- The input -
+-------+

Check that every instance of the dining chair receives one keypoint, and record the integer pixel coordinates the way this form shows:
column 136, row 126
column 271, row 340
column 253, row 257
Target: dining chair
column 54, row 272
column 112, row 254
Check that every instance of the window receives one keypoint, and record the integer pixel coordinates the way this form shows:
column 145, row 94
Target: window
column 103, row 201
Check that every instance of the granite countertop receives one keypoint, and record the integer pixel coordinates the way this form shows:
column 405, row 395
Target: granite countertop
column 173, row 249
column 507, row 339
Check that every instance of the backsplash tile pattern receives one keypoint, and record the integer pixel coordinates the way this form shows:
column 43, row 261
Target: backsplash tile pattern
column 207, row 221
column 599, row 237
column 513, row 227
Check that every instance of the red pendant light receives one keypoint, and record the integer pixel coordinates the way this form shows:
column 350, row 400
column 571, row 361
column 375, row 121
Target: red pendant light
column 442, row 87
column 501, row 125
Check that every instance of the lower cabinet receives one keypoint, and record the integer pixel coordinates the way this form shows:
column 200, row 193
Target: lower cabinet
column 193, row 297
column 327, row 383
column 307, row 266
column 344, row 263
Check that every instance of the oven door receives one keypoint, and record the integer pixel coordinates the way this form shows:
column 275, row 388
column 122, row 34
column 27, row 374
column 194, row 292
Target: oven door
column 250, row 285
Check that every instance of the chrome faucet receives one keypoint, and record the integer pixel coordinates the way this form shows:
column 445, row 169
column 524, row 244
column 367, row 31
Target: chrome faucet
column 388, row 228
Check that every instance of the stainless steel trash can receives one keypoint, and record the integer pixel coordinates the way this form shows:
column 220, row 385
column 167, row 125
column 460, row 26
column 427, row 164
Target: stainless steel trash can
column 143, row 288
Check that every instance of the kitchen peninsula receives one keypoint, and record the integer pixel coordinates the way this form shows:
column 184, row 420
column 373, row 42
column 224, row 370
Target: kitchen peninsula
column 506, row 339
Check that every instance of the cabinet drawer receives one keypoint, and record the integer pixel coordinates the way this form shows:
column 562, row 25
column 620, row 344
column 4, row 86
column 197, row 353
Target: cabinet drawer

+-------+

Copy the records above word for word, from the line with "Check that every instance of the kitchen" to the line with "column 506, row 339", including both of those lines.

Check that every instance of the kitchen peninsula receives one keypoint, and record the integer pixel coordinates the way this form shows:
column 184, row 420
column 373, row 42
column 224, row 370
Target: kitchen peninsula
column 506, row 339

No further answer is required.